Photograph and Copy contributed by Diesel Dave


06/02/14 – 08:59

Reminds me of the 1950′s Devon General Weymann Reliances. These are the only other underfloor front loaders I can remember with a separate cab door.

David Oldfield


06/02/14 – 16:06

I thought that some of the early BMMO built S types had a cab door.

Stephen Bloomfield


06/02/14 – 16:49

Huddersfield specified enclosed cabs with an offside hinged cab door on all its UF purchases up to and including the 1963 ‘A’ registered pair of Reliances (23 and 24)

Ian Wild


06/02/14 – 17:37

Bradford also had two AEC Reliances (501 and 502) with offside cab doors.

Stephen Bloomfield


07/02/14 – 06:49

Manchester Corporation’s Leyland Royal Tigers 20 – 23 and "Leyland" Aberdonians 40 – 45 all had the offside cab door, with a fixed partition between the cab and the platform. I think East Yorkshire also had some saloons with this feature.

Don McKeown


07/02/14 – 06:50

Your mention of parcels, D Dave, reminds me of when I lived in Southsea, 1956-76, and the GPO would hire Southdown coaches to deliver Xmas parcels around the streets. With modern traffic parking down the road I lived in, I doubt if a coach could get along it now!

Chris Hebbon


07/02/14 – 18:47

Maidstone & District had a batch of Harrington/Commer integral saloons with an o/s cab door.
Re GPO use, can recall M&D buses and coaches hired for Xmas deliveries many many years ago.

Malcolm Boyland


08/02/14 – 08:23

ey_cab

Here is a photograph of the cab of an East Yorkshire Tiger Cub which had C H Roe bodywork.

━━━━━━━━━━

#### OBJECTIVES:
1. Summarize the comment thread about bus cab doors in two sentences.
2. Translate this sentence from the comment thread about bus cab doors into Spanish: "Bradford also had two AEC Reliances (501 and 502) with offside cab doors."
3. Carry on the comment thread about bus cab doors from its last comment.
The listing below comes from a separate source.

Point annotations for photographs
━━━━━━━━━━

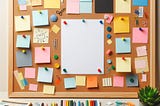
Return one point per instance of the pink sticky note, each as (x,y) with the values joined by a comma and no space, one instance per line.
(33,87)
(29,73)
(140,36)
(118,81)
(108,18)
(42,56)
(141,51)
(73,6)
(23,7)
(140,64)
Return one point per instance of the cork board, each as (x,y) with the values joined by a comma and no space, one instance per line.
(79,92)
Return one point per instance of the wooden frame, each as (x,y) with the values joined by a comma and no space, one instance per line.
(11,93)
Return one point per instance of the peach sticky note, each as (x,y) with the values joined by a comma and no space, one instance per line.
(118,81)
(33,87)
(140,36)
(29,73)
(92,82)
(42,56)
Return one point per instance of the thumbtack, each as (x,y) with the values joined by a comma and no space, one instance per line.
(99,70)
(65,22)
(24,51)
(65,70)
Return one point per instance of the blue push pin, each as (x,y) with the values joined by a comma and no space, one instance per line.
(53,18)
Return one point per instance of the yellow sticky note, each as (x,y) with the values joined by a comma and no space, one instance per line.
(22,23)
(51,3)
(55,29)
(141,64)
(123,65)
(121,24)
(123,6)
(80,80)
(48,89)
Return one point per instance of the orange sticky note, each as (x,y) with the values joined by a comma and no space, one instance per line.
(92,82)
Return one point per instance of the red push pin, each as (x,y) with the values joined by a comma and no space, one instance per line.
(65,22)
(99,70)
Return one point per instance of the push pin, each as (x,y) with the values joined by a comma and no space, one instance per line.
(24,51)
(65,22)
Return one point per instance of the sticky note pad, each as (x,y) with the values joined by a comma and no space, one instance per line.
(123,6)
(48,89)
(45,75)
(141,64)
(80,80)
(140,36)
(69,83)
(55,29)
(132,80)
(33,87)
(23,42)
(51,3)
(141,51)
(104,6)
(121,24)
(40,35)
(22,23)
(118,81)
(140,2)
(123,65)
(23,59)
(123,46)
(42,56)
(73,6)
(40,18)
(92,82)
(30,73)
(85,6)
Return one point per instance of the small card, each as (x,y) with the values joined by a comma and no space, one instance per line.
(48,89)
(121,24)
(69,83)
(132,80)
(141,64)
(92,82)
(80,80)
(30,73)
(22,23)
(23,42)
(40,18)
(141,51)
(140,36)
(23,59)
(118,81)
(42,56)
(123,46)
(33,87)
(41,35)
(45,74)
(123,65)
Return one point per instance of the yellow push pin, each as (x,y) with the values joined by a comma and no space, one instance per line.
(56,65)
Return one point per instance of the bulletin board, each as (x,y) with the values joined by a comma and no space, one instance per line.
(83,92)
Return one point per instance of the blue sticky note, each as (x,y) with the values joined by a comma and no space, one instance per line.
(40,18)
(45,75)
(69,83)
(23,42)
(22,2)
(123,46)
(140,2)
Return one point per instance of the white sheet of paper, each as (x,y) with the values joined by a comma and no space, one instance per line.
(82,46)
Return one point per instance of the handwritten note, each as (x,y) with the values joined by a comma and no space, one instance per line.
(41,35)
(118,81)
(30,73)
(22,23)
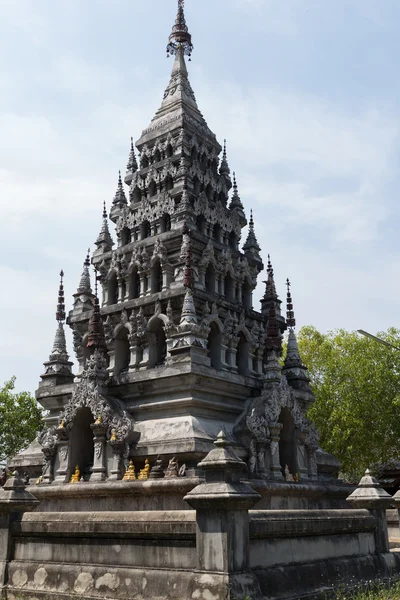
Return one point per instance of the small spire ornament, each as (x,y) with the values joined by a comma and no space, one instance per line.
(180,38)
(130,474)
(290,320)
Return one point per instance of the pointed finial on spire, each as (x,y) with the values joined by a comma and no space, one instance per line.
(132,165)
(180,37)
(84,284)
(290,320)
(224,167)
(104,238)
(58,364)
(251,245)
(60,314)
(188,273)
(270,288)
(119,197)
(96,338)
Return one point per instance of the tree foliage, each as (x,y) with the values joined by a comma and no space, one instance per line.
(356,382)
(20,420)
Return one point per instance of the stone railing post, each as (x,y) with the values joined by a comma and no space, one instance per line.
(371,496)
(14,499)
(222,506)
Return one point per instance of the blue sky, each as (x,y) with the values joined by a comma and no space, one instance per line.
(306,93)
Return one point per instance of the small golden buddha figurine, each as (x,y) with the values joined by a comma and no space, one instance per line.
(76,477)
(130,473)
(145,472)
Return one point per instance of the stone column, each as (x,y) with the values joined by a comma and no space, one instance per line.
(99,469)
(49,459)
(371,496)
(222,536)
(62,455)
(14,500)
(117,469)
(275,465)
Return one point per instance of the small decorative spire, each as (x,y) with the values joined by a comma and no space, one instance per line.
(132,162)
(84,284)
(119,198)
(273,339)
(188,273)
(236,203)
(270,288)
(96,338)
(290,320)
(251,243)
(60,314)
(58,364)
(180,36)
(224,167)
(104,238)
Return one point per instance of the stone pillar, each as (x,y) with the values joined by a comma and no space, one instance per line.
(62,455)
(117,469)
(48,469)
(14,500)
(275,465)
(222,535)
(371,496)
(99,469)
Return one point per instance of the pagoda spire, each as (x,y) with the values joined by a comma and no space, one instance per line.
(270,288)
(104,240)
(83,295)
(58,363)
(294,368)
(85,286)
(251,245)
(132,165)
(290,320)
(96,338)
(180,37)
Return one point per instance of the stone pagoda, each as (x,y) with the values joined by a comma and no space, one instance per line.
(174,349)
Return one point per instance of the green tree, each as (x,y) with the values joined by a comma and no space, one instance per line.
(20,420)
(356,383)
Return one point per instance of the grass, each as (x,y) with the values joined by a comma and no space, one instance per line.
(373,591)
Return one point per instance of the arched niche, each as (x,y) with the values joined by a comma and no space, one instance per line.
(217,232)
(81,444)
(112,289)
(165,223)
(136,195)
(287,442)
(169,183)
(152,188)
(157,156)
(126,236)
(209,280)
(134,284)
(145,230)
(233,241)
(247,293)
(242,355)
(157,343)
(156,277)
(214,346)
(201,223)
(122,352)
(229,288)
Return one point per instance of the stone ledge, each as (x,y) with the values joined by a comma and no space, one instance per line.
(303,523)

━━━━━━━━━━

#### WRITTEN ANSWERS:
1. Commenters recall operators whose buses had a separate cab door, including Devon General, Huddersfield, Bradford, Manchester Corporation and Maidstone & District. Others remember the GPO hiring Southdown and Maidstone & District vehicles for Christmas parcel deliveries.

2. Bradford también tenía dos AEC Reliance (501 y 502) con puertas de cabina en el lado derecho.

3.
Ken Wragg


08/02/14 – 09:49

Interesting that many of the early underfloor saloons had these enclosed cabs.
M&D’s certainly did but they subsequently went over to the near standard practice of just using a low waist high enclosure.
In today’s unpleasant society, the driver sadly needs the security of an assault proof working place but that wouldn’t have been so in the 50′s or 60′s.

Malcolm Boyland


25/03/14 – 15:27

I assume the requirement for the cab to have an emergency exit is still in place. On half cabs the side window over the engine is usually the emergency exit. If you can’t get out if the bus goes on its offside, then there needs to be a second way out. I guess that is the reason for the sliding door at the back of the Roe bodywork in the picture.

Peter Cook


26/03/14 – 06:25

I remember the prosaic message in the cabs of the Routemasters In the event of a fire get out.!!!

Philip Carlton


26/03/14 – 09:30

Frank Muir once remarked that, in all Emergency Instructions, item number two was always more important than number one.
Thus:- In Case of Fire
1. Notify your superior officer
2. Jump out of the window.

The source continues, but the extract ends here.